TEXT PASSAGE ->
::::::

So it would have to be enabled by a new control sequence.
Hehe... very true about breaking existing apps. All those years ago the extra
octet kick-started everything by confusing emacs (well, xterm-mouse-mode,
really). I started looking at the character stream and reverse-engineered the
above formula while trying to get rid of all the ascii garbage that polluted
my buffers after stray mouse clicks. Only then did I realize I could exploit
(rather than suppress) the extra octets to make large terminals behave
better...
(On the other hand, whatever application you were using at the time may
have translated the characters in that manner).
I dug up an old .emacs, and it actually mentions gnu screen. If so, that's
definitely been "fixed" because I specifically tested screen on several
machines (cygwin, solaris, linux), plus rxvt and the gnome terminal***)

::::::

DATA FOR THE TASK ->

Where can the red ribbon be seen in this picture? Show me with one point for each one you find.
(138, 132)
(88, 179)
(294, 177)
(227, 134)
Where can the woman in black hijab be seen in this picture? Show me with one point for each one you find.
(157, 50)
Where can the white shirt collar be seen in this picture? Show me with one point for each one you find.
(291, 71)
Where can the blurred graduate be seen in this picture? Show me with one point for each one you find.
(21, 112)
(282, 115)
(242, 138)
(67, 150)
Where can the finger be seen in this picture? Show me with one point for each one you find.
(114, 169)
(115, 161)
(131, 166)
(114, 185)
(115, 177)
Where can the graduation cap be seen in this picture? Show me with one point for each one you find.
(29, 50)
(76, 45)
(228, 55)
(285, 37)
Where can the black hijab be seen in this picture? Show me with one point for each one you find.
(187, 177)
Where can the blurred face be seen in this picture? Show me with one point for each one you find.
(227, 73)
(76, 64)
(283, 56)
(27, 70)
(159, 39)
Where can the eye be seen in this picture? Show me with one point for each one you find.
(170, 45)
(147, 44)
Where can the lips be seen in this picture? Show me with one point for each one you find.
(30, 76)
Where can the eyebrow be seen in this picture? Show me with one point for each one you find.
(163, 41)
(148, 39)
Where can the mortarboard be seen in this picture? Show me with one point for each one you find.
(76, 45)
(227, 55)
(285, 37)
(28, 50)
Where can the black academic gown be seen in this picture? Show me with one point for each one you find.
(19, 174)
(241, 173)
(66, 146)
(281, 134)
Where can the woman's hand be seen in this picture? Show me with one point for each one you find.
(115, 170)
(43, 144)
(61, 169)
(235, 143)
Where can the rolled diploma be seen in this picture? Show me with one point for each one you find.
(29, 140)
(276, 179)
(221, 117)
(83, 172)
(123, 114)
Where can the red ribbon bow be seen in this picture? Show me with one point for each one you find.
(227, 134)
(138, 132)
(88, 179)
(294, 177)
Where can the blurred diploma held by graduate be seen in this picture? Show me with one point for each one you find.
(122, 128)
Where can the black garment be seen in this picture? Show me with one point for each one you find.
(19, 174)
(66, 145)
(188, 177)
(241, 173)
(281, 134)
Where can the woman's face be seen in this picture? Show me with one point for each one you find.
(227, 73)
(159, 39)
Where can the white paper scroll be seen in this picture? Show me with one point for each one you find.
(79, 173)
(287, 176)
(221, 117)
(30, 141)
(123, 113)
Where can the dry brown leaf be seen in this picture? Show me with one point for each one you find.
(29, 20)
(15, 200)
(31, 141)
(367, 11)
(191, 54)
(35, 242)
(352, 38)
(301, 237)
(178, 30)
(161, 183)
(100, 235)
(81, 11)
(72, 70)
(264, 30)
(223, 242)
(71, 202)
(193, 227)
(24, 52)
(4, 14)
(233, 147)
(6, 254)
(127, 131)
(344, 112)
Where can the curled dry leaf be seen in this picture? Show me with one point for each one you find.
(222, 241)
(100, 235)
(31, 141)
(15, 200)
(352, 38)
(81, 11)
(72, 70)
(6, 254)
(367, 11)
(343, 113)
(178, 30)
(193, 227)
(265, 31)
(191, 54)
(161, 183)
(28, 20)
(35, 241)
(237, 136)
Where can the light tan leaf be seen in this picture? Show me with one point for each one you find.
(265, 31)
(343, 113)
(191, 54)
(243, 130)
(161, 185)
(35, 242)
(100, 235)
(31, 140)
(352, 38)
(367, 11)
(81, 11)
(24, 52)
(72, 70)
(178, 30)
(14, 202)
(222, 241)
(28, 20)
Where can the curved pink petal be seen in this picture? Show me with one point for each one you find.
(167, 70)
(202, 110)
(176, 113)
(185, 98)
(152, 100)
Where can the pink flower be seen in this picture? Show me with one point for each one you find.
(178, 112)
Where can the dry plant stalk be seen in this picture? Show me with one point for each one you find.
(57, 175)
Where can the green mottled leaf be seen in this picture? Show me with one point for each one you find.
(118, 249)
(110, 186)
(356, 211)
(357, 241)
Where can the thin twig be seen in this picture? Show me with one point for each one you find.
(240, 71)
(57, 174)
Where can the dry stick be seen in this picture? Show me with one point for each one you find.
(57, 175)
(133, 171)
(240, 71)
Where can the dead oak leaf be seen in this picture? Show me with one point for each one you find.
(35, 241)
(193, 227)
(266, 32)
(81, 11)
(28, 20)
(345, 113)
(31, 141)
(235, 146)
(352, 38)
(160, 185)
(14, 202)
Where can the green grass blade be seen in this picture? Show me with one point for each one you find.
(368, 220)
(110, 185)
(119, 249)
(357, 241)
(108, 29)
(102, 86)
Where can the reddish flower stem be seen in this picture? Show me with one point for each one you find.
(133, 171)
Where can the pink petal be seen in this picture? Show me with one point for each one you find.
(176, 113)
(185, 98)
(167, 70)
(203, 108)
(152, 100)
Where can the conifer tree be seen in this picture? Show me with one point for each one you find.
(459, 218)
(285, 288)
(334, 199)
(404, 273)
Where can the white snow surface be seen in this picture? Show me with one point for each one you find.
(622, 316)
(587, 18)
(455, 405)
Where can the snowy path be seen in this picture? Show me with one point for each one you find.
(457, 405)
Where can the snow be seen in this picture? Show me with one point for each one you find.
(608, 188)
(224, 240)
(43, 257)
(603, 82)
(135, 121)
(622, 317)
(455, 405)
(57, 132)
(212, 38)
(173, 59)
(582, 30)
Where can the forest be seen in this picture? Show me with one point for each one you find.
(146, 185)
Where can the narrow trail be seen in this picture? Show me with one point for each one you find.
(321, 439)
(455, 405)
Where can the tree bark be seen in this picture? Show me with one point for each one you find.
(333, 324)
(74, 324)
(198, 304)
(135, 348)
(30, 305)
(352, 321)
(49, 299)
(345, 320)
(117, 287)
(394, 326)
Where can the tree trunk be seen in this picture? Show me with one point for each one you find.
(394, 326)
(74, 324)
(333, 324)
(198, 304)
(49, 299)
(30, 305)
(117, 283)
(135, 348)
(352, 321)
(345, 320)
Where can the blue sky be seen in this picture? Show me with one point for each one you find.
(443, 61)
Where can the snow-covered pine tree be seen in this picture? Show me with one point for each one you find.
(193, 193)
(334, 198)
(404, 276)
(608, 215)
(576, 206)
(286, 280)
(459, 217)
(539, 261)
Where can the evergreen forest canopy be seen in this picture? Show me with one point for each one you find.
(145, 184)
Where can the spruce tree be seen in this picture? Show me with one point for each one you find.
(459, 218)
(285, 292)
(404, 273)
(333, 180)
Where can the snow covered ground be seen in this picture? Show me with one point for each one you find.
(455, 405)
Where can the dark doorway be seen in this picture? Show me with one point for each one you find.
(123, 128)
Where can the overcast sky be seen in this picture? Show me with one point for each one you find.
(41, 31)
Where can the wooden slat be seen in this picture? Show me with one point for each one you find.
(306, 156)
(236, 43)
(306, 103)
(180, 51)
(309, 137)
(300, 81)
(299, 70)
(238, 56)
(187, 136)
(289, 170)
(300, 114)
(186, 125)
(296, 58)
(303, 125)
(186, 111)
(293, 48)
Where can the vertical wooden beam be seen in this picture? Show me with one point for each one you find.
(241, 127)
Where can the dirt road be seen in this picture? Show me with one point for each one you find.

::::::

TO-DO LIST ->
1 > Based on the passage about terminal mouse clicks, do these statements agree with it? Answer yes or no for each and quote the deciding words. (a) The writer tested screen on more than one machine. (b) The writer first looked at the character stream in order to exploit the extra octets. (c) The old .emacs the writer found mentions gnu screen.
2 > Render as a numbered list everything in the records from the line containing "Where can the vertical" down to the end of the records, leaving out blank lines.

ANSWERS TO THE TASKS ->
1 >
(a) Yes: "I specifically tested screen on several machines (cygwin, solaris, linux)"
(b) No: "while trying to get rid of all the ascii garbage that polluted my buffers after stray mouse clicks. Only then did I realize I could exploit (rather than suppress) the extra octets"
(c) Yes: "I dug up an old .emacs, and it actually mentions gnu screen."

2 >
1. Where can the vertical wooden beam be seen in this picture? Show me with one point for each one you find.
2. (241, 127)
3. Where can the dirt road be seen in this picture? Show me with one point for each one you find.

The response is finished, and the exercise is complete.